_What is being asked_
Give the data again exactly as written, skipping any pictures.

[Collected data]
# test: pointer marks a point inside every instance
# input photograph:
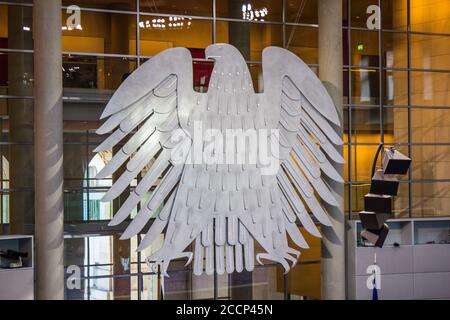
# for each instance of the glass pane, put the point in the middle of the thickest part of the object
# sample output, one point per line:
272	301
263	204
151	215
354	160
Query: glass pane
93	79
359	190
365	124
430	52
150	287
299	11
401	201
16	76
249	38
397	131
254	10
395	88
190	7
431	162
160	33
394	14
16	27
99	32
303	42
267	283
430	88
395	52
18	166
365	86
364	48
430	125
430	16
75	205
359	15
18	210
430	199
75	163
123	5
257	76
362	158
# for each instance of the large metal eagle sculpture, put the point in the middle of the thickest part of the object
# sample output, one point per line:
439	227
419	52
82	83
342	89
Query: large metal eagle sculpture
214	213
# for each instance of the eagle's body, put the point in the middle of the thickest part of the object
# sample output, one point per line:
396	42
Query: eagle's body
223	207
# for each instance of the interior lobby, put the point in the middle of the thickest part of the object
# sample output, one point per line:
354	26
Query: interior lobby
395	78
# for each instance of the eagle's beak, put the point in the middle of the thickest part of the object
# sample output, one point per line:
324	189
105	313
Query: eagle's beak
211	53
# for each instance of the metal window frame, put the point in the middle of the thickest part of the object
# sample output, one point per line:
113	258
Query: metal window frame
349	107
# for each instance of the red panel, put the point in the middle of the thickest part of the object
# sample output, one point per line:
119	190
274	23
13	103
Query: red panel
202	69
3	63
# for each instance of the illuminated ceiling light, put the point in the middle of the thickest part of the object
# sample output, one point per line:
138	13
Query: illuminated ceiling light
253	15
166	23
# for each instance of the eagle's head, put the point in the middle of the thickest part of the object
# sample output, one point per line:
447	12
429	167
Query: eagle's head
229	62
223	51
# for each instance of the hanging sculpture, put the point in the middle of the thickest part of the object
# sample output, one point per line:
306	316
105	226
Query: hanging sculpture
218	197
383	187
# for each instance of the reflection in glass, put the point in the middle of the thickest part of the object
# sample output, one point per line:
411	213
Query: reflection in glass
159	33
430	199
249	39
365	86
254	10
303	42
186	7
99	32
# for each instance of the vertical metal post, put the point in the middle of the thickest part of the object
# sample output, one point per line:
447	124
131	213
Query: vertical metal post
330	72
49	227
408	19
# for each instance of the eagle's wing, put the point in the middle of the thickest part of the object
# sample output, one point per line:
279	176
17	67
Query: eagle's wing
147	108
300	107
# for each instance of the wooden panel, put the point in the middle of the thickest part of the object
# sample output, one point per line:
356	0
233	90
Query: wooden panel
304	279
393	287
389	259
432	258
432	285
17	284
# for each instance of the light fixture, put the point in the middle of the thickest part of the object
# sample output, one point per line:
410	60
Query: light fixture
171	22
253	15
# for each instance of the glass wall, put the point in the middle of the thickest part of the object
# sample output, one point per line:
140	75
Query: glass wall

_Problem solution_
# test: pointer marks a point inside every instance
# input photograph:
# for each instance of the glass pane, put the point in the middle of the thickest part of the object
# sample output, one point per line:
272	301
263	204
151	215
354	160
Query: glass pane
93	79
359	190
365	124
430	52
150	287
299	11
401	201
16	76
249	38
397	131
254	10
395	88
190	7
431	162
160	33
394	14
16	27
99	32
303	42
267	283
430	88
395	52
18	166
365	86
364	48
430	125
430	16
75	205
359	15
18	210
430	199
75	163
123	5
257	76
362	158
# for each instance of the large metal eagle sculpture, put the point in the middle of the thickest part of the object
# sample output, one point per line:
439	227
419	52
82	83
342	89
Query: large metal eagle sculpture
214	213
# for each instance of the eagle's body, put the point in the middle of the thickest part of the object
# sample output, one point per line:
396	42
Query: eagle's body
223	207
# for each instance of the interior lobby, put the point in the middle of the thickest part of the object
# sample output, one point per line:
354	26
Query: interior lobby
395	78
# for each instance of the eagle's beak, put the point in the middle of the thickest part of the object
# sample output, one point per line:
324	189
105	313
Query: eagle's beak
211	53
# for each instance of the metal window frame, put the point in the middle of the thickest part of the object
# sample output, one point per line:
113	258
Query: metal window frame
349	107
# for each instance of the red panel, put the point in the middle of the thickest part of the object
# sample output, one point per line:
119	190
274	23
13	103
Query: red panel
202	69
3	63
# for each instance of the illuminated ceiling light, put the point in the middle of the thickest part of the object
# sample output, one point per line:
138	13
Query: illuminated ceiling light
253	15
166	23
# for each instance of the eagle's head, put the point in the middle of the thickest part of the object
# sample output, one point per line:
447	12
429	167
Query: eagle's head
229	62
223	51
# for each instance of the hanging sculpture, put the point in the middle of the thickest part of the object
# sample output, one point per line:
306	316
105	226
Query: hanging sculpture
218	197
383	187
# for each instance of the reflection in glass, put the point in the middle of the thickest part of the object
# sample output, one point per line:
411	213
Query: reflection in glass
159	33
430	199
249	39
365	86
254	10
303	42
186	7
99	32
# for each instance of the vertical metal post, put the point in the middle of the thickest part of the object
# sample output, one point per line:
447	124
131	213
Query: vertical metal post
330	72
49	227
408	19
# for each instance of the eagle's wing, put the point in the middle of the thickest part of the object
# sample output, one point per line:
279	176
17	67
Query: eagle's wing
147	108
300	107
# for each instance of the wooden panel, put the point in the middle of the thickest part of the object
# sample output, one point per line:
356	0
233	90
Query: wooden panel
304	279
393	287
389	259
432	258
432	285
17	284
# for each instance of the light fixture, put the point in the middle of the thickest part of the object
# sample output, one point per line:
410	60
Query: light fixture
171	22
253	15
# for each instance of the glass wall, put the point in the middle of the thickest part of the object
# sample output, one point per line:
140	75
Query: glass wall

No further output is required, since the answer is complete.